* [PAGE TEXT]
• • • •
Saras Chung, PhD, MSW
8 min readAug 18, 2022

One person’s actions eventually affect all of us, for we are all interconnected. Urie Bronfenbrenner (1992) proposed this with Ecological Systems Theory: people are embedded, affected by and influencing their micro, meso, and macro-systems through their nuclear and extended family, school, and communities. Rev. Dr. Martin Luther King Jr. describes our interdependence while writing from a Birmingham jail cell: “We are caught in an inescapable network of mutuality, tied in a single garment of destiny. Whatever affects one directly, affects all indirectly.”

Connectedness is a fundamental concept of systems. Though many can agree that we are interconnected, it takes much more to accept its sobering implications. Leaders who deeply understand these truths can foster transformational systemic changes in education that lead to the collective growth of students and communities that we all yearn to see.

However, failure to act with an understanding of our inter- and intra-dependency has consequences and ultimately we as a society suffer as a result. For instance, a business leaders who gains more profit by paying their workers less may initially recoup more dollars from their business, but in the long run, they may pay more in recruitment and training as workers turn over, experience the health challenges of deferred healthcare, and other issues that plague low-wage workers. In public education, citizens must vote to pass improvement efforts, such as tax increases and bond initiatives, regardless if they have children eligible to attend or not. Failure to do so may lead to lower educational attainment, leading to lower wages and opportunities for young people to productively engage in society.

Our destinies are contingent upon one another’s actions. System Dynamics (SD), a method of understanding complex systems over time, describes a potential outcome of our interconnectedness called the accidental adversaries archetype.
• • • •
* [WRITTEN REQUEST 1] Rewrite the records from the line containing "If you could drop a marker on the overcast" up to and including the final line of the records, substituting "Label" for "Target" and keeping everything else identical.
The text and the records were drawn from separate sources.

* [ROWS]
• • • •
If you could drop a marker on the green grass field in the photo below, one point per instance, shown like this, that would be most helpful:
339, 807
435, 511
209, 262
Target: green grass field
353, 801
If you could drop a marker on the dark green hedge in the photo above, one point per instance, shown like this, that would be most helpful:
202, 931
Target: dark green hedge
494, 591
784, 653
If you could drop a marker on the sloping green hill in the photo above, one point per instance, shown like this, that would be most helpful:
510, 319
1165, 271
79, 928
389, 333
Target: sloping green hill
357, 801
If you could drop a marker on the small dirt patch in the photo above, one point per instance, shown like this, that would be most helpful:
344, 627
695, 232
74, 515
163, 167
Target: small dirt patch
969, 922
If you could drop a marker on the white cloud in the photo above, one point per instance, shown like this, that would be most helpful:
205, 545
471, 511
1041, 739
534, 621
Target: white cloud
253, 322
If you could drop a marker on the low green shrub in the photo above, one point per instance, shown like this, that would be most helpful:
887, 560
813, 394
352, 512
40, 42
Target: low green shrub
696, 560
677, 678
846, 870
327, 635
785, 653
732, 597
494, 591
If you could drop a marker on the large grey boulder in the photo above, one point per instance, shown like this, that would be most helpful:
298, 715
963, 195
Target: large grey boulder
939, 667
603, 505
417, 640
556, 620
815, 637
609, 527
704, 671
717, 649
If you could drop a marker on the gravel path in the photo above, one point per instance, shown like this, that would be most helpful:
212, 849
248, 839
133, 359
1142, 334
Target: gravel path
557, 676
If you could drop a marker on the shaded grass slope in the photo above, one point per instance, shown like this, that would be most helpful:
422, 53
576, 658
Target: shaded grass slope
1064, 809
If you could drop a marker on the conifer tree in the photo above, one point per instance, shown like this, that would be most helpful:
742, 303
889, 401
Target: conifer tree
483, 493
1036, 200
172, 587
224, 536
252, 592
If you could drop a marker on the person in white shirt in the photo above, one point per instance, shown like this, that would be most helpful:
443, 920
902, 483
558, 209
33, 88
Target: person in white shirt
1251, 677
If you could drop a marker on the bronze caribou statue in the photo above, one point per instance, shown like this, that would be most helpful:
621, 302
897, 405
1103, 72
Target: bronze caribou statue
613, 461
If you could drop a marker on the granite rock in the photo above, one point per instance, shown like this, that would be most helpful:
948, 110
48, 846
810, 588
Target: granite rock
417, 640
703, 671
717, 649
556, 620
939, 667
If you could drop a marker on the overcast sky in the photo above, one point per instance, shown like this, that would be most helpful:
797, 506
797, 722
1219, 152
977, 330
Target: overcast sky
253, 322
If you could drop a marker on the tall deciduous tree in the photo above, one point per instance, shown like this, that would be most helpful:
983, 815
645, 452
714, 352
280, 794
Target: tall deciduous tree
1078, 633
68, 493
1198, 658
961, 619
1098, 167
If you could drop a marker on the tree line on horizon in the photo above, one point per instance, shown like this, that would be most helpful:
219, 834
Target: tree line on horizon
• • • •
* [WRITTEN REQUEST 2]
Answer these questions from the text on interconnectedness:
(a) What theory did Urie Bronfenbrenner propose, and in what year?
(b) Where was Rev. Dr. Martin Luther King Jr. writing from when he described our interdependence?
(c) What does System Dynamics call the potential outcome of our interconnectedness?

* [TASK RESPONSE 1]
If you could drop a marker on the overcast sky in the photo above, one point per instance, shown like this, that would be most helpful:
797, 506
797, 722
1219, 152
977, 330
Label: overcast sky
253, 322
If you could drop a marker on the tall deciduous tree in the photo above, one point per instance, shown like this, that would be most helpful:
983, 815
645, 452
714, 352
280, 794
Label: tall deciduous tree
1078, 633
68, 493
1198, 658
961, 619
1098, 167
If you could drop a marker on the tree line on horizon in the photo above, one point per instance, shown like this, that would be most helpful:
219, 834
Label: tree line on horizon

* [TASK RESPONSE 2]
(a) Ecological Systems Theory, in 1992.
(b) A Birmingham jail cell.
(c) The accidental adversaries archetype.